- _EXERCISE OBJECTIVE_
All of the records below must be output exactly, with no pictures carried over.

- _INPUT_
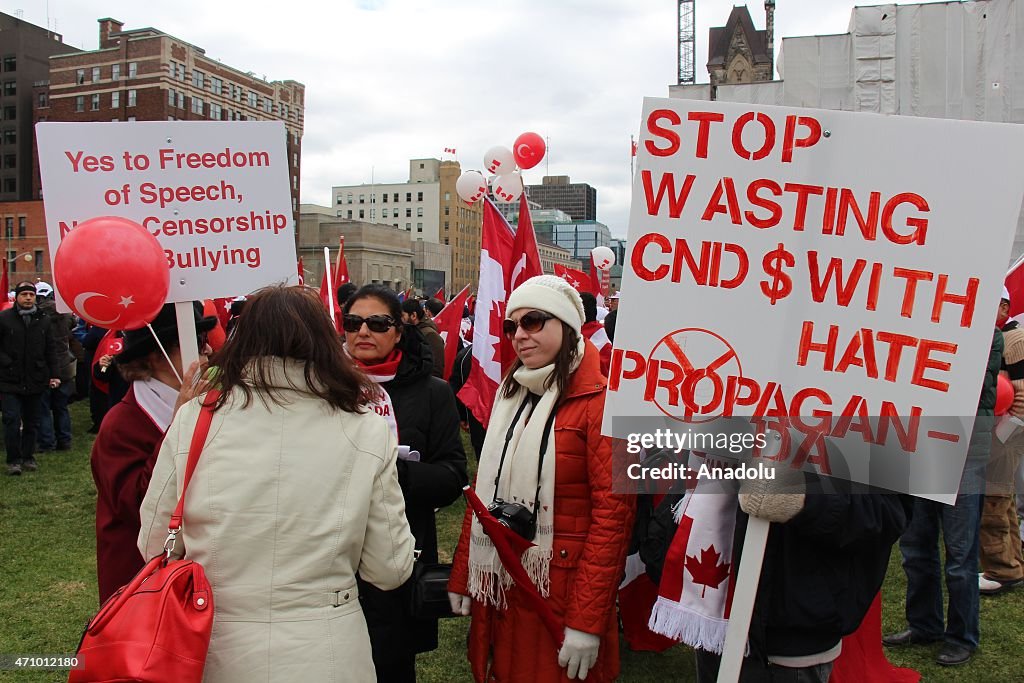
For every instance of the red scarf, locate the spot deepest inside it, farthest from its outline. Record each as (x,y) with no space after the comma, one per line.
(381,373)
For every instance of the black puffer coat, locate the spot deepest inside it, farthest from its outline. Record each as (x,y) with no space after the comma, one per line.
(428,422)
(28,352)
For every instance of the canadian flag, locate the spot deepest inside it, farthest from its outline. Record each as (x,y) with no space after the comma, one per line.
(578,280)
(505,262)
(449,324)
(341,270)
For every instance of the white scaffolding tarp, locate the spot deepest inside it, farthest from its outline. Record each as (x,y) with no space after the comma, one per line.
(945,59)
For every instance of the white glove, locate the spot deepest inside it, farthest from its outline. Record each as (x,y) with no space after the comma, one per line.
(579,652)
(460,604)
(777,500)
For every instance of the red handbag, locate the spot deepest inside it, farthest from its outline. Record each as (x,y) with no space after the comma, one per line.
(157,628)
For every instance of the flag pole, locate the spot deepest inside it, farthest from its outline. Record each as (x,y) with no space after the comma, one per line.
(327,266)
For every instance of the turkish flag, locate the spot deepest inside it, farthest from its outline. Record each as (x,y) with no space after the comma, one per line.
(1015,285)
(579,280)
(449,324)
(510,547)
(525,256)
(492,352)
(341,270)
(328,297)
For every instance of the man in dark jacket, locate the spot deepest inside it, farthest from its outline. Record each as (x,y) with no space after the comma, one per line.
(412,313)
(960,525)
(28,366)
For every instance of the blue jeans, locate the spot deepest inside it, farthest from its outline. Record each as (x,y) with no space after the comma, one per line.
(18,409)
(920,546)
(54,413)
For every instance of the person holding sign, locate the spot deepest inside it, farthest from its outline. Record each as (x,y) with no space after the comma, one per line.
(295,492)
(431,463)
(546,472)
(126,445)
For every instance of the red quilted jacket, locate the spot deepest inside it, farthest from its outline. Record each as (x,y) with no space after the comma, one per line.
(592,532)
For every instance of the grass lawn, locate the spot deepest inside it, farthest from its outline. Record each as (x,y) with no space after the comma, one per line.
(48,587)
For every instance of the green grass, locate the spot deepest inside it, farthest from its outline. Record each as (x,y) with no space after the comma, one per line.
(48,587)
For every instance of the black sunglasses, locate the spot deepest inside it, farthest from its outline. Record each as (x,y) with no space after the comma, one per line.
(375,323)
(531,322)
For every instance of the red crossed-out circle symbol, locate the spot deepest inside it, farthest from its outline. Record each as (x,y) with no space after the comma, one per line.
(690,368)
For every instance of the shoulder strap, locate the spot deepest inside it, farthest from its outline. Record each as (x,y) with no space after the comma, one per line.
(195,450)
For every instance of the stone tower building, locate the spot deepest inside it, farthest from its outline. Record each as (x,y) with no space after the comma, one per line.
(739,53)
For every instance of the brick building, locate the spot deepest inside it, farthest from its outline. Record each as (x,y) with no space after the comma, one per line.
(25,53)
(25,244)
(147,75)
(739,53)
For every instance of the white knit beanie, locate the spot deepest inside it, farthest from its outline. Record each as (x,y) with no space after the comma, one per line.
(552,295)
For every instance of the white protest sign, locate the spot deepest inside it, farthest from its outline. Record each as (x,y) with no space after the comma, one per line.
(215,195)
(840,270)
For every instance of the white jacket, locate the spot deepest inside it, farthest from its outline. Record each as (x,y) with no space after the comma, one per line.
(286,505)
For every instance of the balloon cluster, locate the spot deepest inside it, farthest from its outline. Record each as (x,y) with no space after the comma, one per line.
(506,168)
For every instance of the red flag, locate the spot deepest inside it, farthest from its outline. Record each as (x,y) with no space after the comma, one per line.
(525,256)
(510,547)
(1015,285)
(449,324)
(341,270)
(492,352)
(578,279)
(328,297)
(111,344)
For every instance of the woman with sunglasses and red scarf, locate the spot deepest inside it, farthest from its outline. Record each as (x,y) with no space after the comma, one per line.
(431,466)
(546,469)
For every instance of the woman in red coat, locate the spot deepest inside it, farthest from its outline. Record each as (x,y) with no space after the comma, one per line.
(579,525)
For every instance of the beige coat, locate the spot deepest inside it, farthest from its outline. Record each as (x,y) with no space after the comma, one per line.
(286,505)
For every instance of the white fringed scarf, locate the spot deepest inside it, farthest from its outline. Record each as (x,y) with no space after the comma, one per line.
(487,579)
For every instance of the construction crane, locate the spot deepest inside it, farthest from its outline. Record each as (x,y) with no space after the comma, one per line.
(686,72)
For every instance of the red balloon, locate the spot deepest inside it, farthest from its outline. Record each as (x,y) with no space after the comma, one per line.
(112,272)
(528,150)
(1004,394)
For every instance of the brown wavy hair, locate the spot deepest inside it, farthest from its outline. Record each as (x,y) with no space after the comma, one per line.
(563,367)
(289,323)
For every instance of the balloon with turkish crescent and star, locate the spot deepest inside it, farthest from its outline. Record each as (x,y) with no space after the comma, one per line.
(112,272)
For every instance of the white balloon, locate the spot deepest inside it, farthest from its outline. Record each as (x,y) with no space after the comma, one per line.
(499,161)
(603,257)
(507,187)
(471,186)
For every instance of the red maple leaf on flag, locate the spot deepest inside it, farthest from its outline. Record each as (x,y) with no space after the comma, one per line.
(707,570)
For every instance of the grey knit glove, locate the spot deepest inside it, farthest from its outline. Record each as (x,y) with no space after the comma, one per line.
(778,499)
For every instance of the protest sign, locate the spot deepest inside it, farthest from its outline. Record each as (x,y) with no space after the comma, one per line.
(840,270)
(216,196)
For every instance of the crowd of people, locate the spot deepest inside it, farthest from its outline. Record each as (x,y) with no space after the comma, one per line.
(330,455)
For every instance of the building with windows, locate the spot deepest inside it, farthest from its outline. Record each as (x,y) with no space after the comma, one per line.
(147,75)
(25,53)
(25,245)
(579,200)
(577,237)
(427,208)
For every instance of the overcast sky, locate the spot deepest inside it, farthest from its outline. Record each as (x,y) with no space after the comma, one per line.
(391,80)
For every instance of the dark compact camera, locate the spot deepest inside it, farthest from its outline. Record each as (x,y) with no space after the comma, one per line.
(515,516)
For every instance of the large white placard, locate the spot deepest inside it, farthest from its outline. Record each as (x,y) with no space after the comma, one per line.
(839,269)
(215,195)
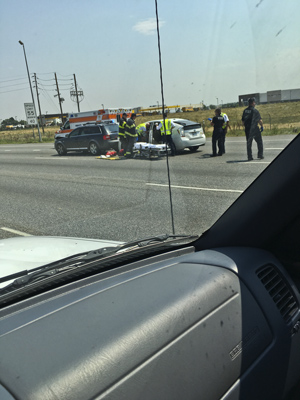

- _WRITTEN ANSWER_
For every instance of the red scarf, locate the spot deepest inside it, farthest from its outline. Record each as (x,y) with no space after the comma, one per line.
(381,373)
For every instance of the black puffer coat, locate the spot deepest inside it, farthest from its outline. Record each as (x,y) with no space after the comma, one per line.
(428,422)
(28,352)
For every instance of the canadian flag, locate the spot deepest inside it, farthest from its outline. Record each as (x,y) with no space after the comma, one per line.
(578,280)
(505,262)
(449,324)
(341,270)
For every instance of the white scaffolding tarp, locate the spot deepest inside it, farthest from its outline. Record each as (x,y) with no space after the comma, one per line.
(945,59)
For every instance of the white glove, locate the spot deepest inside it, farthest from its outline. Record each as (x,y) with no space after the comma, one per line.
(579,652)
(460,604)
(777,500)
For every instance of the red handbag, locate the spot deepest inside it, farthest from its outline. Record each as (x,y) with no space after the comma, one per line.
(157,628)
For every instance of the flag pole, locate the spot deepest inside it, farthest from its outline. Record each as (x,y) with no space after the comma, one per line.
(327,266)
For every instance of the turkish flag, locate the spot deepest inside it, farthest from its outline. Record each as (x,y) with no space after the comma, one per line.
(1015,285)
(579,280)
(449,324)
(510,547)
(525,256)
(492,352)
(341,270)
(328,297)
For every instance of the man in dark jacket, locate the spot deepest inside it, farthest from its outline. Record each as (x,y) with no space after the comma, one per line.
(412,313)
(960,525)
(28,366)
For every instance of the blue jeans, locate the spot deepest inside it, farthest from its outline. Record each as (x,y) with no space after the comma, one per line.
(18,409)
(920,546)
(54,413)
For every instance of the person holding sign, locate the spot deepest inside it, farthest from its outline. Record each as (x,y) with no space after the comma, one per line.
(295,492)
(431,463)
(546,472)
(126,445)
For every instance of the red quilted jacket, locate the spot deepest inside it, farthest from its outline. Record each as (x,y) with no space after the comma, one per line.
(592,532)
For every instance of the grass lawn, locate the spot deepest inside it, farthest from its outline. Record each as (x,y) with no space after the comma, one per line.
(48,587)
For every instance of the green grass, locate the spot deepest inside it, farthest from its outline. Record each as (x,y) with no space after the comma, one per line.
(48,587)
For every instance of the black sunglasses, locate the spot deepest inside it, farthest from its outline. Record each as (x,y) with no space after the comma, one per line.
(375,323)
(531,322)
For every instance of the red crossed-out circle symbol, locate the spot deepest inside it, farthest from its outline. Record each as (x,y) with no space after the comma, one per line.
(690,368)
For every instance of the shoulder strap, locate the spot deepest inside it, farthest from its outline. Record each as (x,y) with no space after the comma, one per line.
(195,450)
For every instance of the stone tower building, locate the spot deepest inside it, farthest from its outline. Record each as (x,y) with no space after the comma, one per line.
(739,53)
For every instance of the brick building, locate the spot deepest inside it, farthest from its outline. Record each as (x,y) with no space after the comma, one per line.
(25,53)
(25,244)
(147,75)
(739,53)
For every instance of the white knit beanie, locate the spot deepest inside it, farthest from its outline. Record each as (x,y) with no space after the comma, one per line.
(552,295)
For every instance of the white protest sign, locate the spot deepest inside it, farthest from its outline. Record each as (x,y) with no space after the comma, one per line.
(215,195)
(840,270)
For every instance of the white jacket, locate the spot deepest inside it, farthest from its outline. Record each as (x,y) with no space after the comma, one per line.
(286,505)
For every instance of the balloon cluster, locate the spot deepest inside it, farthest from its outline. Record each as (x,y) with no space after the comma, one per line.
(506,168)
For every instance of the red flag, locate the spot deepest inside it, farthest from its outline. Record each as (x,y) with no space after the comma, one per line.
(525,256)
(510,547)
(1015,285)
(449,324)
(341,270)
(492,352)
(578,279)
(328,297)
(111,344)
For every instance of the woman with sunglasses and red scarf, locate the spot deepest inside it, farthest from its outline. Record each as (x,y) with no space after the comma, one per line.
(431,466)
(546,469)
For every instance of the woman in red coat, locate the spot deepest inside it, farthest from its outline. Record each as (x,y) with no space after the comma, one per line.
(579,525)
For every instance of the beige coat, locate the spot deepest inside it, farthest from its outline. Record each as (x,y) with no space after the comma, one per line.
(286,505)
For every instance of the white fringed scarf, locate the spot deepest inside it, farthest from its outline. Record each as (x,y) with no space after the comma, one per line.
(487,579)
For every instance of the construction crane, locate the spot deepest inside it, farthest from its outline. Record each as (x,y) with no space after the comma, one per line.
(686,72)
For every instance of the red balloon, locate the spot deepest inside it, farthest from its outline. Record each as (x,y) with no space after the comma, one per line.
(112,272)
(528,150)
(1004,394)
For every instance of the brown wavy hair, locate the spot deepest inside it, farthest from its outline. Record each as (x,y) with no space after the comma, one per line.
(563,367)
(289,323)
For every instance of the balloon with turkish crescent and star, locate the spot deepest inside it, farthest from its outline. Record each as (x,y) with no space after the comma, one per line.
(112,272)
For every instance of the white balloon, locate the spot deepest inside it, farthest from its outline. Record each as (x,y) with no space after the comma, one per line.
(499,161)
(603,257)
(507,187)
(471,186)
For every instance of the red maple leaf on flag, locate the spot deepest inside it, farthest from its outline. Record each as (x,y) with no space after the comma, one per line.
(707,570)
For every instance of the grey knit glove, locate the spot deepest inside it, farthest from its outline. Record each as (x,y) with no space after the comma, one per line.
(778,499)
For every instance of the protest sign, locate the spot deepest inside it, farthest from its outline. Record each as (x,y) with no space after the comma, one per line.
(840,270)
(216,196)
For every instance of the crowd of people, locate the spot deepest inside it, farthest from its outline. Record each as (x,y) with no space after the comma, one per line.
(330,455)
For every instance of the building with windows, locate the spot deepest inside it, farthest from its outline. Record each as (x,y) with no space after the comma, one per line.
(147,75)
(25,53)
(25,245)
(579,200)
(577,237)
(427,208)
For every instance of the overcast sky, locate the spot deepest inside it, farthest from its outline. Record each as (x,y) with no space after the comma, one per line.
(391,80)
For every instance of the dark compact camera, locate the spot deepest inside it, farthest from its outline. Record each as (x,y) with no space after the comma, one per line.
(515,516)
For every instance of the large white placard, locate the spot deepest inside it, farthest from its outline. Record each as (x,y) with no space after the comma, one per line.
(839,269)
(215,195)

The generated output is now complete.